*YOUR INSTRUCTIONS*
Copy each line of the material beneath that holds the word "below".

*EXTRACTED RECORDS*
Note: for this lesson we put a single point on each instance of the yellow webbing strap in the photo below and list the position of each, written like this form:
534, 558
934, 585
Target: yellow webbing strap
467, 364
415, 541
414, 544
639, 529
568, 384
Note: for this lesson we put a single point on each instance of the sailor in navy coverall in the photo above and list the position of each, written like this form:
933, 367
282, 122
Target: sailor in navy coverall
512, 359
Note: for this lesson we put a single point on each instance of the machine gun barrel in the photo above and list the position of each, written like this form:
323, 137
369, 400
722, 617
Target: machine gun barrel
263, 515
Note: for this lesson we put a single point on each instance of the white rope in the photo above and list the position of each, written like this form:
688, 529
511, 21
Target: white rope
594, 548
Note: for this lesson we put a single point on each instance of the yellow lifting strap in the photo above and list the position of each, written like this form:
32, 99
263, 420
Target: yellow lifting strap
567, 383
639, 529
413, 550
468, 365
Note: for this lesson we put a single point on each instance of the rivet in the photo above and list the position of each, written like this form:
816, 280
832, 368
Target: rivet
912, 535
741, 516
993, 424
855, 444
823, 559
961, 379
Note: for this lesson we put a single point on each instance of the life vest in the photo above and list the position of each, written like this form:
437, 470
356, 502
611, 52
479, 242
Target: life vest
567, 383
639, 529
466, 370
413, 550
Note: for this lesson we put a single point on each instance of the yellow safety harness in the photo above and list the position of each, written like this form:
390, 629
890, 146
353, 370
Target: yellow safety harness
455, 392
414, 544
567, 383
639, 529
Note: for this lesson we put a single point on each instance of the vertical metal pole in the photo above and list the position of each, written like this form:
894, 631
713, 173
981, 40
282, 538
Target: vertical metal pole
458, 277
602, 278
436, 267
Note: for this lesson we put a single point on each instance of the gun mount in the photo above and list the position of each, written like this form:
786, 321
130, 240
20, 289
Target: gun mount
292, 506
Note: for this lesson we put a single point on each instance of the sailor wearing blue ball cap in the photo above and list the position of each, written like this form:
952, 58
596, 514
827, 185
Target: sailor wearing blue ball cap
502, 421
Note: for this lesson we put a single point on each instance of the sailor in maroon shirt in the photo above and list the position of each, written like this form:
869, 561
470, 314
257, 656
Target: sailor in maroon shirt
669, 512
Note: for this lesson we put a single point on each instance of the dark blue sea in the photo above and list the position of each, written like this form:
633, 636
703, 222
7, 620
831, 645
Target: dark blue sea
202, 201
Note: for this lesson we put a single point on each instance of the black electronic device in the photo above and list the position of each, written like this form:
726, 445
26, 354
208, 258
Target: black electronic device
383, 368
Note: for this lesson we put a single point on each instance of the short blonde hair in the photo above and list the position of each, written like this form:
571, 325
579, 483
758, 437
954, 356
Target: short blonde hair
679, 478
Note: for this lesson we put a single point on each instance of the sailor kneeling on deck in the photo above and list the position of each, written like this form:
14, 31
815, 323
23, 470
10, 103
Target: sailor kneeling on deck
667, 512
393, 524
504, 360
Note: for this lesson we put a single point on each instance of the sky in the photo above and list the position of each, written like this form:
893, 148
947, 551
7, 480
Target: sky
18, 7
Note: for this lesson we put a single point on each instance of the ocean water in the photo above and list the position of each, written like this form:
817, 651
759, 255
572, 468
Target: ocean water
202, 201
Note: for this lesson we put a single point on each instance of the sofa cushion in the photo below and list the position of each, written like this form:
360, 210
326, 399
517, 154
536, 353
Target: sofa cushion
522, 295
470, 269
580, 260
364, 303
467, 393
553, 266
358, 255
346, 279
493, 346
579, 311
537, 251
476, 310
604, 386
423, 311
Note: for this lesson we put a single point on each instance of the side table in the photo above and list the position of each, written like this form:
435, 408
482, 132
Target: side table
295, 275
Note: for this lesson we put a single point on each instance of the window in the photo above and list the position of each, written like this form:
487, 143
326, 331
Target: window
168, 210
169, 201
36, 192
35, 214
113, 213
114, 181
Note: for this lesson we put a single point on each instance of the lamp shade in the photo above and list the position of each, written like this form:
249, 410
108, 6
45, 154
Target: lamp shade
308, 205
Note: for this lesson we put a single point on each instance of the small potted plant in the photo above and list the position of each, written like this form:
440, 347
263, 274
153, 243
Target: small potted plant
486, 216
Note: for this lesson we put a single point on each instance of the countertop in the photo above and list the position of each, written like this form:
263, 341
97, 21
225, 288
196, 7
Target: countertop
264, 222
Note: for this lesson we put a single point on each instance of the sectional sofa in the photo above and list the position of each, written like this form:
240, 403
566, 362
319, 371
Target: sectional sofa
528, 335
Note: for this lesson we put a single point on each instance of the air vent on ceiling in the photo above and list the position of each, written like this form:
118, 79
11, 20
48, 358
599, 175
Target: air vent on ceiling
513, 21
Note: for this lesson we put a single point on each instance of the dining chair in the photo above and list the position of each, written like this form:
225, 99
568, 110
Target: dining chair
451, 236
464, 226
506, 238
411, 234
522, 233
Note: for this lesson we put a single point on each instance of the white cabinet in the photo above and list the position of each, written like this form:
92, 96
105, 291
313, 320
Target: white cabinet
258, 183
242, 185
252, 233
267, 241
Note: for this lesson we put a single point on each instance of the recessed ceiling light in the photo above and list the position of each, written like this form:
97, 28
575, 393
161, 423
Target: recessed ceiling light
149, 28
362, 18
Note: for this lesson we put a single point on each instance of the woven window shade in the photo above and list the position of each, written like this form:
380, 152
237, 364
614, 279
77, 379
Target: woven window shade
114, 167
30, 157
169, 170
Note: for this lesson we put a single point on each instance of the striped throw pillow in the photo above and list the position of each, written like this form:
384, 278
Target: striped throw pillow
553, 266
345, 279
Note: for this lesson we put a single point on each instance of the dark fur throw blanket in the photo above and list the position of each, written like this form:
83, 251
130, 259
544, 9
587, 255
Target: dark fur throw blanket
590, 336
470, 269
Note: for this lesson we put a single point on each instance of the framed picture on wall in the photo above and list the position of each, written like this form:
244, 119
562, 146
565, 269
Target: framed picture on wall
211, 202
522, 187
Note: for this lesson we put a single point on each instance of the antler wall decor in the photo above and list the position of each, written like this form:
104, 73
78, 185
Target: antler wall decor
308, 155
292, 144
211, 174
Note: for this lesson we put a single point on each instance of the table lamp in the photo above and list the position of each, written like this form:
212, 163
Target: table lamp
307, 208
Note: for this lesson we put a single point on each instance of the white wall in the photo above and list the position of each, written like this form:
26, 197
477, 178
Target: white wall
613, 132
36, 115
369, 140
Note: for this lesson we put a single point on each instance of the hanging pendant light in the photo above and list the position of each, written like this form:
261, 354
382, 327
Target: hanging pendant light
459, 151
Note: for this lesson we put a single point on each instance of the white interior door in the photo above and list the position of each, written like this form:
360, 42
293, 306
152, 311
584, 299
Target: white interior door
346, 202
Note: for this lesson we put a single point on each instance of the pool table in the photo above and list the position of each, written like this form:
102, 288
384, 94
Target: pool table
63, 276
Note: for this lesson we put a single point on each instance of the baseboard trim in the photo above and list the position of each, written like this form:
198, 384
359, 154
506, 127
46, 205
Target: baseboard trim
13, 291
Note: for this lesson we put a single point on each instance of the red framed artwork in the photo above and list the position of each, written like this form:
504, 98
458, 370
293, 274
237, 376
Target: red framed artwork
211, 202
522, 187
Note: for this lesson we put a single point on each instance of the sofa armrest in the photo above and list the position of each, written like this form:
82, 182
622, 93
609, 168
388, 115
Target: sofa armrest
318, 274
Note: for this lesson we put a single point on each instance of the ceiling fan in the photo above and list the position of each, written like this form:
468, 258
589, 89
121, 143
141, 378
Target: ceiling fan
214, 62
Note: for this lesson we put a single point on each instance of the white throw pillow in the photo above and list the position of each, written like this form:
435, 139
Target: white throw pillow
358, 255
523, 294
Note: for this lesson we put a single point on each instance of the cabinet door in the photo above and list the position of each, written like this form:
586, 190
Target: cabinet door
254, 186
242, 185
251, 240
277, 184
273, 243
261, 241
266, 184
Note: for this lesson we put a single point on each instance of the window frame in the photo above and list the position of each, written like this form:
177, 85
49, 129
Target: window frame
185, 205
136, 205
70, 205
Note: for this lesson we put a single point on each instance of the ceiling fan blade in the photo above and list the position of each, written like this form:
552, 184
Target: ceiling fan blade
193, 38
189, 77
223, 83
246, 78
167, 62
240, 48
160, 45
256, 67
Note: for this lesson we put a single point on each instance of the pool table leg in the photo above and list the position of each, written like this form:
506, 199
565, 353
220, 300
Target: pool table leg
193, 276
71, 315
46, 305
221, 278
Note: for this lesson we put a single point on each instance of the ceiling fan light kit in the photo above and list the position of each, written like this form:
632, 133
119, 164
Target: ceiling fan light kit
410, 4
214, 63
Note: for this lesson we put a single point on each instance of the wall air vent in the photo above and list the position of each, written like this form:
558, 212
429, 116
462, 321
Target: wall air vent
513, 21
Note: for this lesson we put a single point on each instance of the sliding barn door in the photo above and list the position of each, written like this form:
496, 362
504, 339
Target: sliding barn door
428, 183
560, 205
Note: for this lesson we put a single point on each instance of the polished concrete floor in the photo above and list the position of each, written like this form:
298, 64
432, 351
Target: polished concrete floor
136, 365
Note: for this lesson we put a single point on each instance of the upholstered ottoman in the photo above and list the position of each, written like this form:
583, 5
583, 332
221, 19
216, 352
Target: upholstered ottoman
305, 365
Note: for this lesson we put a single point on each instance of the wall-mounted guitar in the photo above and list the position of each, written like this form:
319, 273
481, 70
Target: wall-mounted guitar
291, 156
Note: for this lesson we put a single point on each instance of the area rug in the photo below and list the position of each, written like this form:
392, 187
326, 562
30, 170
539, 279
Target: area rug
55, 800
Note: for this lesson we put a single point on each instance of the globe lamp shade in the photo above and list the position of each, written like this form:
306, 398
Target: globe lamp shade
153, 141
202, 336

*EXERCISE OUTPUT*
Note: for this lesson we put a single point on each instance of the yellow webbing strap in the photo below and list the position of each, written like this form:
Note: for this lesson we put a single point on each instance of the sofa cushion in the photo below and list the position of each, written like this form:
Note: for this lesson we put a single point on each instance of the area rug in the photo below and list the position of each, written like this form:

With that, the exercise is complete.